» **Directions for this task**: Only those lines in the data below from the line containing "Target: red plastic container" through the line containing "Target: fur-trimmed hood", both included, should be restated word for word.

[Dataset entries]
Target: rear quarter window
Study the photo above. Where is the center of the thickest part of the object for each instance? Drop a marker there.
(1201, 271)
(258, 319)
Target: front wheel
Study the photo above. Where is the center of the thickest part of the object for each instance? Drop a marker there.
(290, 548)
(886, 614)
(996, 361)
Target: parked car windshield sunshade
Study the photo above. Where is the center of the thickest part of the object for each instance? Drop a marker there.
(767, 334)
...
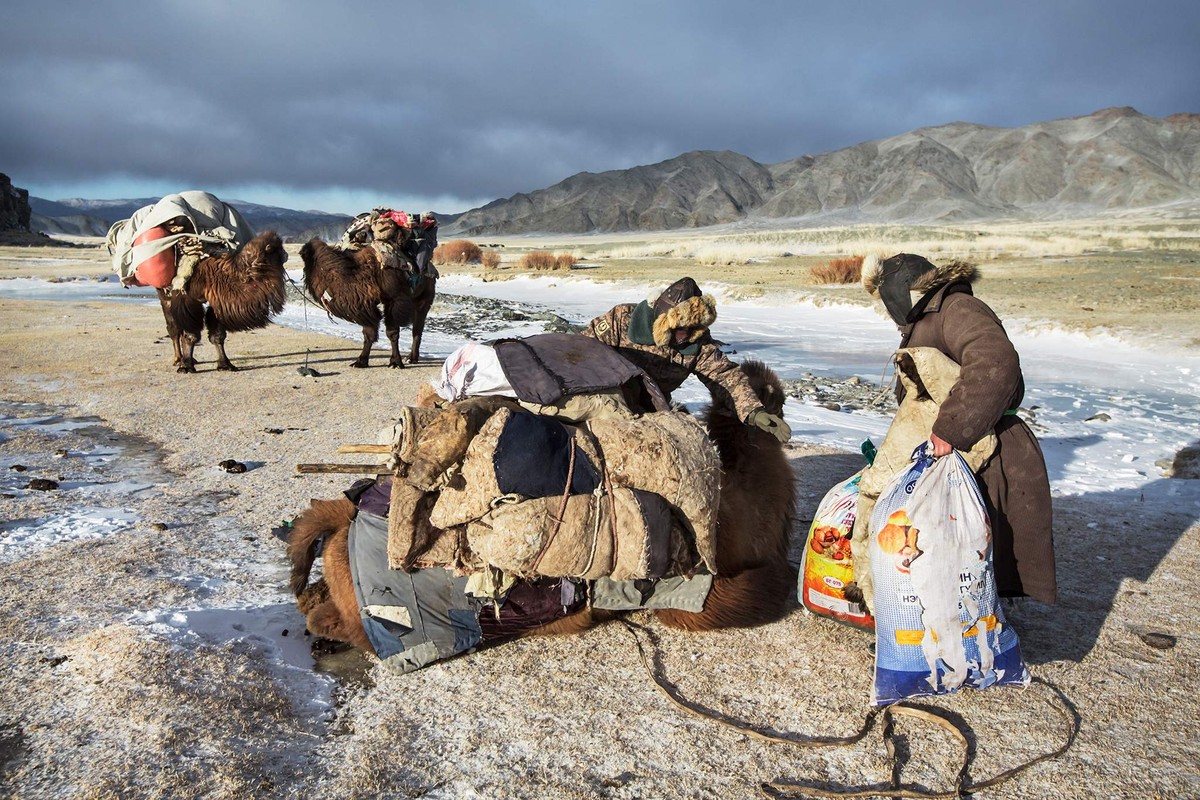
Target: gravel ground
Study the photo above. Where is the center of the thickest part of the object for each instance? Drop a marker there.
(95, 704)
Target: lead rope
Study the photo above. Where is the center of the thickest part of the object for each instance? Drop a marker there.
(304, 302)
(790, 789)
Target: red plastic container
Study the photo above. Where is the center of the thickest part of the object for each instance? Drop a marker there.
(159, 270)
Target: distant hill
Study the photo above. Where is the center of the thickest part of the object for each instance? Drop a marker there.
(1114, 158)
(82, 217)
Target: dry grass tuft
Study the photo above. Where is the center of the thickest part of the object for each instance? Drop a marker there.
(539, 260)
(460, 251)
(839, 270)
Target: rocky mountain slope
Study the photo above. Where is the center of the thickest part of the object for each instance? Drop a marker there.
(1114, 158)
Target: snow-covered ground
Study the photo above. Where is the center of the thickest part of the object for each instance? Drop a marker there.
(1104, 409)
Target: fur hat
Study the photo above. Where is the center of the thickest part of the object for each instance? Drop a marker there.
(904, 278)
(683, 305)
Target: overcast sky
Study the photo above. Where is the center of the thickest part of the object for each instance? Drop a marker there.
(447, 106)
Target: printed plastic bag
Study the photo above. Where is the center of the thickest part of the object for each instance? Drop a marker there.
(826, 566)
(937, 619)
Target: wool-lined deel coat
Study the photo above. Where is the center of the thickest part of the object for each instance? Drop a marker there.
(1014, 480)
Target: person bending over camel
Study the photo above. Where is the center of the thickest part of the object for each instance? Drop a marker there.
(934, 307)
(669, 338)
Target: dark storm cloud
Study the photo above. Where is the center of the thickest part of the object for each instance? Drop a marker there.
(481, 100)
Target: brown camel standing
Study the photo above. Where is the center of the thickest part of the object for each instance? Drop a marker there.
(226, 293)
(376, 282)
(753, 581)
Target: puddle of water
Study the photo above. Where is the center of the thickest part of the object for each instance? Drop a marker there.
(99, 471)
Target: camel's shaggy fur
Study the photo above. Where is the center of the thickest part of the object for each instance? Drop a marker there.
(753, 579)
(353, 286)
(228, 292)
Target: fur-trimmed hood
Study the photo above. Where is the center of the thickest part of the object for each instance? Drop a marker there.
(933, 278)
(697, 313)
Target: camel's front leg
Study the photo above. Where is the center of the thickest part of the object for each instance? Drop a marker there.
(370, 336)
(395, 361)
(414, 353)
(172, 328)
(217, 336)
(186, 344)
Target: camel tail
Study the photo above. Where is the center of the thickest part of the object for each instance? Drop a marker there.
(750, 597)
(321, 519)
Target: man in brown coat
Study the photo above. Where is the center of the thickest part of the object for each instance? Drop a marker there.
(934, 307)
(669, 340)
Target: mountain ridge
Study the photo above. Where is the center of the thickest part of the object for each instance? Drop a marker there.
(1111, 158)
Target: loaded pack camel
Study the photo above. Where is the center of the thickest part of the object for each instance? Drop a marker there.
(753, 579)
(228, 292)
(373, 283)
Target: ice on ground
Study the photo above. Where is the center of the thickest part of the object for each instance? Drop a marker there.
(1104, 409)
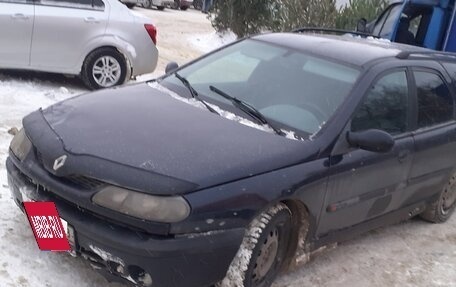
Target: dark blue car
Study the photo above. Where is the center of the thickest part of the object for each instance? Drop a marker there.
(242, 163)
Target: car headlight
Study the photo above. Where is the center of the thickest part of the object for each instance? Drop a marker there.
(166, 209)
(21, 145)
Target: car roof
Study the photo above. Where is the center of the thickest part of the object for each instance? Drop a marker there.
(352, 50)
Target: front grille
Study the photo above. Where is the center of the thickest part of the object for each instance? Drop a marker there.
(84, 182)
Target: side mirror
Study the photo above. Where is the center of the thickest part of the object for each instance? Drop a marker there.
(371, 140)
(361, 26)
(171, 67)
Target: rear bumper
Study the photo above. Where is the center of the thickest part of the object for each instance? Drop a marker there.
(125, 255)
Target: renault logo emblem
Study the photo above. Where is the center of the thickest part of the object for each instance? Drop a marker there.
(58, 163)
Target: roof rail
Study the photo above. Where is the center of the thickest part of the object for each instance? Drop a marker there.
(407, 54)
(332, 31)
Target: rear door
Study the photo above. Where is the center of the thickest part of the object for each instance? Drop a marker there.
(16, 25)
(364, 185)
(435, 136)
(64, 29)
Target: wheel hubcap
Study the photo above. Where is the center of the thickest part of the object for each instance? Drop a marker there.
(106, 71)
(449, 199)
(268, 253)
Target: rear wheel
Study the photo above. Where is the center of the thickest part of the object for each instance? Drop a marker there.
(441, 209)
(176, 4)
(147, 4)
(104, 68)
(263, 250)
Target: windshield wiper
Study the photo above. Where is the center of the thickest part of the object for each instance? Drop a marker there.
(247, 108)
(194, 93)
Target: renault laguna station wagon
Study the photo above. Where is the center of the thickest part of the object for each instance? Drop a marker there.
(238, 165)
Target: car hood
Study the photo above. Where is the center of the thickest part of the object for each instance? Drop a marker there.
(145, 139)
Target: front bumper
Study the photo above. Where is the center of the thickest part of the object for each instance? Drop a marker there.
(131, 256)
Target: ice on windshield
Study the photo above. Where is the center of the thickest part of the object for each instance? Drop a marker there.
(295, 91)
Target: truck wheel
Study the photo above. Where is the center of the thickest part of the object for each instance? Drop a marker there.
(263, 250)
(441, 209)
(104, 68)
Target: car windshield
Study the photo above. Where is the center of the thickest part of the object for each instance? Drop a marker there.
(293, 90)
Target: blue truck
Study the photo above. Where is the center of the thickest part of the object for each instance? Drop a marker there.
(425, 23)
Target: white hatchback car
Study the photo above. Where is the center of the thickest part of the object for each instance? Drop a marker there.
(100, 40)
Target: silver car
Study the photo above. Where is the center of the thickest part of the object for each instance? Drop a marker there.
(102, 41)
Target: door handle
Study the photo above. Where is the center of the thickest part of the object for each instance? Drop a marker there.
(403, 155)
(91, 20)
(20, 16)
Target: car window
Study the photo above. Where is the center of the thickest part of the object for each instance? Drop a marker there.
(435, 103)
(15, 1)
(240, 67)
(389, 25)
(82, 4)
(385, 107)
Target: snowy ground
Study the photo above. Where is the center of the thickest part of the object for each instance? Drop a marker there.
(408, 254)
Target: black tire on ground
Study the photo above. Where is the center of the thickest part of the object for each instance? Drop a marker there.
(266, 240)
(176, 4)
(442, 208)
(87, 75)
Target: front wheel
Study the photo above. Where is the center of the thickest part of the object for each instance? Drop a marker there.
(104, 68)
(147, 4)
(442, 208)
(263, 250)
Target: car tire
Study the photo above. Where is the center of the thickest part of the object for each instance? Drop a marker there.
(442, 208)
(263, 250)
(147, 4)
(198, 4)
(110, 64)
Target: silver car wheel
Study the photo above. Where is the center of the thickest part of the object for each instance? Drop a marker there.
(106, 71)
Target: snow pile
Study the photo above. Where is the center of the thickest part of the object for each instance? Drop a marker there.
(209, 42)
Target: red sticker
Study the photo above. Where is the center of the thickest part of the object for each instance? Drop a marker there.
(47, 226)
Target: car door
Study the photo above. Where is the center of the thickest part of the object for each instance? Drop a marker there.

» **Response to this exercise**:
Target: red plastic container
Study the photo above. Where is the center of the thickest part of the object for each instance? Drop a marker there.
(159, 270)
Target: distant hill
Study the photo above. Where is the center of the thickest part of the object for each instance? Drop a marker there.
(1114, 158)
(82, 217)
Target: dry grass tuft
Study the photo above. Where is the center of the thickest part of the object for each instance? Drop a marker there.
(539, 260)
(460, 251)
(839, 270)
Target: rocky mountain slope
Study the photo above. Where is the center of the thickest part of the object for each instance? Drop a marker there.
(1114, 158)
Target: snow-covered ground
Study the photo above. Where is the center of the thickest part of the object for each instance? Drop a marker there.
(1104, 409)
Target: fur hat
Study the photo above. Where is the center of the thickest part of the object for each instance? Drop a marker there.
(904, 278)
(683, 305)
Target: overcast sky
Study the photo above. Where is the center of the thickest part of the object for each instance? Drop a marker there.
(447, 106)
Target: printed plastic bag
Study the photo above. Where is the center of the thickest part of the object for each instance? Drop a marker there.
(826, 566)
(937, 619)
Target: wool-lined deel coat
Study the photo above. Where is the center of the thickest part of the object for each instance? Drop a marker there.
(1014, 480)
Target: person bending over camel
Study the photo above. Where is the center of the thickest part of the object for each instance? Drop a marker there.
(934, 307)
(669, 338)
Target: dark storm cloud
Study the photo above. Where is the center of the thickest part of the object for each instance? Drop a marker there.
(481, 100)
Target: brown camel standing
Study the photo above. Where is the center of the thickest part of the object for each instance? Drop a marker there.
(226, 293)
(376, 282)
(753, 581)
Target: puddle of water
Study the photo above. Where is the center of the thickest part of the object for each instance? Drop a marker there.
(99, 471)
Target: camel's shaggy fur
Study the photo above. Where is the center of the thickest part of the object for each instance? Drop a marker there.
(753, 579)
(353, 286)
(228, 292)
Target: fur-trimmed hood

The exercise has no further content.